**STATED EXERCISE**: Rewrite the listing below as a Markdown table with the columns No. and Line. Give each nonblank line its own row, numbered in sequence.

(Data records)

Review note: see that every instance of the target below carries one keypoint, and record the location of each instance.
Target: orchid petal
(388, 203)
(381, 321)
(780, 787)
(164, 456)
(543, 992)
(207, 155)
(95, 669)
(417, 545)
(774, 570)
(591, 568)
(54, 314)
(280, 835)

**RESULT**:
| No. | Line |
|---|---|
| 1 | Review note: see that every instance of the target below carries one keypoint, and record the location of each instance. |
| 2 | Target: orchid petal |
| 3 | (388, 203) |
| 4 | (381, 321) |
| 5 | (780, 787) |
| 6 | (164, 456) |
| 7 | (543, 992) |
| 8 | (207, 155) |
| 9 | (95, 669) |
| 10 | (417, 545) |
| 11 | (774, 570) |
| 12 | (591, 568) |
| 13 | (54, 314) |
| 14 | (280, 835) |